SOURCE TEXT:
....
5.2.4 Integer SIMD Instructions
Single Instruction Multiple Data (SIMD) instructions were first introduced in the ARMv6 architecture, providing the capability to pack, extract, and unpack 8-bit and 16-bit data within a 32-bit register, and to perform various arithmetic operations on this packed data, such as addition, subtraction, comparison, or multiplication, all in a single instruction. These instructions should not be confused with the following.
More powerful advanced SIMD (NEON) operations were introduced in the ARMv7 architecture and are detailed in Chapter 7 and the ‘ARM® NEON™ Programmer’s Guide’.
Integer Register SIMD Instructions
ARMv6 SIMD operations use the GE (greater than or equal) flag in the CPSR (current program status register). These flags are different from the regular condition flags. Each byte position in a word has a corresponding flag. Regular data processing operations produce a result and set the N, Z, C, and V flags. SIMD operations can produce up to four outputs and only set the GE flag to indicate overflow. MSR and MRS instructions can be used to directly write to or read these flags.
The general form of SIMD instructions is that the number of subbytes in each register will operate in parallel (for example, four byte-sized ADD operations can be performed), and the GE flag is set or cleared based on the results of the instruction. Different types of addition and subtraction operations can be specified using appropriate prefixes. For example, QADD16 performs saturated addition on half words within registers. SADD/UADD8 and SSUB/USUB8 independently set the GE flag, while SADD/UADD16 and SSUB/USUB16 set the GE bits [3:2] together based on the upper half-word result and set the GE bits [1:0] together based on the lower half-word result.
....
DATASET SECTION:

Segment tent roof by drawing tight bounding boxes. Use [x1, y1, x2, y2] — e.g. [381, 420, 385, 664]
....
ACTIONS TO TAKE:
1. According to the excerpt on integer SIMD instructions, which flag do ARMv6 SIMD operations set to indicate overflow?
2. Reproduce everything in the excerpt on integer SIMD instructions from "More powerful advanced" down to "read these flags.".

THE ANSWERS:
1. The GE (greater than or equal) flag in the CPSR.

2.
More powerful advanced SIMD (NEON) operations were introduced in the ARMv7 architecture and are detailed in Chapter 7 and the ‘ARM® NEON™ Programmer’s Guide’.
Integer Register SIMD Instructions
ARMv6 SIMD operations use the GE (greater than or equal) flag in the CPSR (current program status register). These flags are different from the regular condition flags. Each byte position in a word has a corresponding flag. Regular data processing operations produce a result and set the N, Z, C, and V flags. SIMD operations can produce up to four outputs and only set the GE flag to indicate overflow. MSR and MRS instructions can be used to directly write to or read these flags.